Activity 1: In the article on North Carolina's rape and consent law, who introduced Senate Bill S553, and on what date?
Activity 2: Extend the article on North Carolina's rape and consent law, starting after its final sentence.

Page text:
★ ★ ★ ★ ★

Nineteen-year-old Aaliyah Palmer had begun having sex with a man who pulled her into a bathroom at a party. Midway through, the encounter allegedly turned from impromptu tryst to felony rape when the man became violent, Aaliyah told him to stop, and he refused. When Aaliyah reported the crime to authorities, she learned the harsh truth that the rulings of a backward appellate court can have devastating consequences for crime victims.
According to a 1979 precedent, as long as sex starts consensually, it can’t be rape. In State v. Way, Justice Copeland and the North Carolina Supreme Court overturned a rape conviction because the trial court had instructed the jury as follows:
“consent initially given could be withdrawn and if the intercourse continued through use of force or threat of force and that the act at that point was no longer consensual this would constitute the crime of rape.”
In other words, the trial court judge had both gone to law school and had some common sense. Any first-year law student knows that consent (regardless of whether we’re talking about sexual intercourse, any other kind of touching, the lending of money, the trespass on property, or literally anything else for which a person could give consent) is revocable at any time. Justice Copeland and the other justices took it upon themselves to change the very concept of consent, though, writing:
“If the actual penetration is accomplished with the woman’s consent, the accused is not guilty of rape.”
It’s unclear whether Justice Copeland knew less about law or less about sex. Like any ongoing activity, sex should (and in most states, does) require consent from its beginning to its end. For consent to be valid in any circumstance, it must be knowing and voluntary; the very definition of consent requires that it last through the duration of the event. Imagine if a person couldn’t revoke consent midway through a medical checkup, a massage, or a haircut – the very concept of consent would quickly become meaningless.
While 1979 was many years ago, State v. Way is not simply a legal relic. It is revitalized every time prosecutors are denied the power to charge a rapist with his crime. Aaliyah Palmer is in the headlines today – but there are many Aaliyah Palmers in North Carolina. Rapes are hard enough to prosecute in states where laws aren’t ridiculous. The last thing we need is for North Carolina to keep its black-letter law from protecting victims who need it most.
If North Carolina can hold its act together, though, there is some legislative relief on the way. On April 3, 2017, state Senator Senator Jeff Jackson introduced Senate Bill S553, entitled, “AN ACT TO PROVIDE THAT A PERSON WHO CONTINUES TO ENGAGE IN INTERCOURSE AFTER CONSENT IS WITHDRAWN IS DEEMED TO HAVE COMMITTED THE ACT OF INTERCOURSE BY FORCE AND AGAINST THE WILL OF THE OTHER PERSON.” S553 is short and sweet and does nothing but say what North Carolinans have known all along – that a rapist is not absolved by the fact that sex may have begun consensually.

★ ★ ★ ★ ★

Dataset records:
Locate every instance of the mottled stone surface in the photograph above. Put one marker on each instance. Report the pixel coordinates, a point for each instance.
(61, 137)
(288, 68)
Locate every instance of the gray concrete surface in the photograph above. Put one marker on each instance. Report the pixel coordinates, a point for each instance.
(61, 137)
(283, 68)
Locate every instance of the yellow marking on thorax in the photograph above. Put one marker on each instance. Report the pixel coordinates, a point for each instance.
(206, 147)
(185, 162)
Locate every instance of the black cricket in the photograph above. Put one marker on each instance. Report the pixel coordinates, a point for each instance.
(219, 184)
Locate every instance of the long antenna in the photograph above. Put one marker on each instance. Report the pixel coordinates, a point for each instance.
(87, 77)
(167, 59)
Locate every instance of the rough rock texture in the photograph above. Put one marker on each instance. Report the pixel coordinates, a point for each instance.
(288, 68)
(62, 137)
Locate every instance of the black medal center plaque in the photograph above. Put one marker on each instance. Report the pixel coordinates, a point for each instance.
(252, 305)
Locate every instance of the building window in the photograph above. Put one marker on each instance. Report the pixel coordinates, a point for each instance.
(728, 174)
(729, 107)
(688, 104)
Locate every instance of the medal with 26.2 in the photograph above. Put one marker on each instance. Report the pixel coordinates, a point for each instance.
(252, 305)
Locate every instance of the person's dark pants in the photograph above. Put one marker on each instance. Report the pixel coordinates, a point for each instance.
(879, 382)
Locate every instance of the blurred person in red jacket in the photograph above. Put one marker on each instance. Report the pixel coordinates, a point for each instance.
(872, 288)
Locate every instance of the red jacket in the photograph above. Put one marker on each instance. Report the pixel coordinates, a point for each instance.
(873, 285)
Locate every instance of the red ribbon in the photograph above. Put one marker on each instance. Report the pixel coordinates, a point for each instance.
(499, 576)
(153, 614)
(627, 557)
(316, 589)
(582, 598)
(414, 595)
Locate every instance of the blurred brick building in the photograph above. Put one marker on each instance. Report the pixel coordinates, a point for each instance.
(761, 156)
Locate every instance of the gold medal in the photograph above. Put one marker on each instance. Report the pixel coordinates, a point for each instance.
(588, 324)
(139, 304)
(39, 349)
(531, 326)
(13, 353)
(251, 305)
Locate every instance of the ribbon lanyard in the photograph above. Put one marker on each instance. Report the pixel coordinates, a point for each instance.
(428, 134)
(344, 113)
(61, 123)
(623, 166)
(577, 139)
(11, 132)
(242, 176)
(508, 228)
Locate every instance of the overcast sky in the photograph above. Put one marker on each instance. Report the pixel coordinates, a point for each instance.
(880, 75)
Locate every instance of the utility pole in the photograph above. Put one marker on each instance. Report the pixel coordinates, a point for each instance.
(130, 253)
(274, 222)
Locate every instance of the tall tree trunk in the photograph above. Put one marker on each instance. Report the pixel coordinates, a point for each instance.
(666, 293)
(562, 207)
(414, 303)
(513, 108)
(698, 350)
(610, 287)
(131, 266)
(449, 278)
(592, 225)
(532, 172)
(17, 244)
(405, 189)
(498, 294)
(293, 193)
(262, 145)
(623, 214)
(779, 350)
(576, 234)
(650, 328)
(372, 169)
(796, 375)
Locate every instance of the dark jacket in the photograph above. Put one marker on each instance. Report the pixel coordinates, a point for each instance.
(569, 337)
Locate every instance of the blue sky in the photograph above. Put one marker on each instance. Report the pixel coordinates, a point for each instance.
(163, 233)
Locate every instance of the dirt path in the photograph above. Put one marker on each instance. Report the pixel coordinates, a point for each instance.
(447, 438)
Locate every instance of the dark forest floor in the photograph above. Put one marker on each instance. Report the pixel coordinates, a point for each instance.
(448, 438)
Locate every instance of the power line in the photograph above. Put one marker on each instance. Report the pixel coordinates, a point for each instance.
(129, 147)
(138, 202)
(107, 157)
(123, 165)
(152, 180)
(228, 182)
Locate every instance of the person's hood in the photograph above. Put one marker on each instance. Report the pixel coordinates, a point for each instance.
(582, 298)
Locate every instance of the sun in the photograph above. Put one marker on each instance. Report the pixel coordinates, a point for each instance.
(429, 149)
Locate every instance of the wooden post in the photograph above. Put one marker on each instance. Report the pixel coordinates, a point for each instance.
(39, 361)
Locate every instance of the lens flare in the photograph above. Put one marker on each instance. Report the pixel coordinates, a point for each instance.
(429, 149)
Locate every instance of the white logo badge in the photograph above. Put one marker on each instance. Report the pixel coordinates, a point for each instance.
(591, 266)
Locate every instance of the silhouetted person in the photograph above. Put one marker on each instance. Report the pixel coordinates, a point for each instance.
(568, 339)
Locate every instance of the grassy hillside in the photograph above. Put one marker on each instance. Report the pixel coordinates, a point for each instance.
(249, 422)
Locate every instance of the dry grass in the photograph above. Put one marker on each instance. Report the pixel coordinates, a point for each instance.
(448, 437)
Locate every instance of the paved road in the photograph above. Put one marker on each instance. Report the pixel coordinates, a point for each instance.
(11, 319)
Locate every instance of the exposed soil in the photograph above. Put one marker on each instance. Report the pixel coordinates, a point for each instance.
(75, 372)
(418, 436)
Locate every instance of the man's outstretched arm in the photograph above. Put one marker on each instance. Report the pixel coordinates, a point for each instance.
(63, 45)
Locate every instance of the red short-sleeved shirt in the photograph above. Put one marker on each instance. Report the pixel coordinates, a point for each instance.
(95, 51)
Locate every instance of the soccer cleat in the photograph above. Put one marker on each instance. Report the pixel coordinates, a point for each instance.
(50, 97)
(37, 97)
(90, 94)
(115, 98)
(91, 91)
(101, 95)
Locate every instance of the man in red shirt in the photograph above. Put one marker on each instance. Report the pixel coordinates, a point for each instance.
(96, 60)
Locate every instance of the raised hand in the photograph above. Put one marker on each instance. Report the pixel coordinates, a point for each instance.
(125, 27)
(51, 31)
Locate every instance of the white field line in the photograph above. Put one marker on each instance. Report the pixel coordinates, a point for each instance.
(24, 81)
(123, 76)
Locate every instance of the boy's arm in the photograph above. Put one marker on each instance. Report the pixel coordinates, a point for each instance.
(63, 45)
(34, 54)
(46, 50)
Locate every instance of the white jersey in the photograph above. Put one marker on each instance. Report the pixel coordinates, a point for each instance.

★ ★ ★ ★ ★

Task response 1: State Senator Jeff Jackson introduced it on April 3, 2017.

Task response 2:
Senator Jackson, a former prosecutor, encountered this loophole when his office was forced to dismiss a rape charge on the basis of revoked consent. I spoke with Senator Jackson today, and he told me the following:
“North Carolina is the only state in the country where no doesn’t really mean no. Right now, if a woman tells a man to stop having sex he is under no legal obligation to do so, as long as she initially consented. If sex turns violent, the woman has no right to tell the man he must stop.
This really shouldn’t be a controversial matter. I believe this bill will inevitably pass, and when it does, my bet is it passes unanimously. No one can seriously defend this loophole in our rape law.”
Jackson couldn’t be more right. No one can seriously defend North Carolina’s bizarre consent exception. It’s likely that current legislators are not as much supportive of the State v. Way rule as they are unaware of it. Jackson described peers as being “very surprised” when they learn about the practical functioning of sexual assault law under current North Carolina law. “I have not had any members defend the loophole. Every legislator I’ve spoken to agrees we need to fix this,” Jackson said.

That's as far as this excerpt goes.